**INSTRUCTIONS FOR THE TASK**
Wherever "bird" occurs in the entries, copy the line that holds it.

**WORKING DATA**
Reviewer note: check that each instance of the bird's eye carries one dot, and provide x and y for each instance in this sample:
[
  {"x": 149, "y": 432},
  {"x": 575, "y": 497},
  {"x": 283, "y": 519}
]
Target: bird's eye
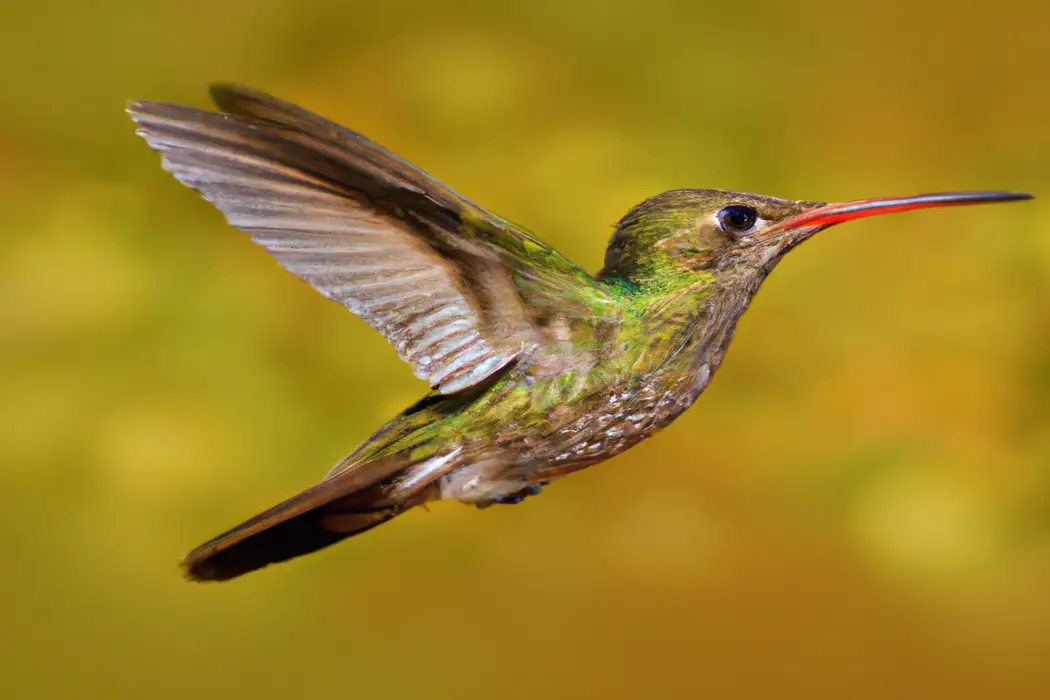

**EXPECTED ANSWER**
Reviewer note: check that each instance of the bird's eye carries one dot, and provide x and y for each instance in this sample:
Target: bird's eye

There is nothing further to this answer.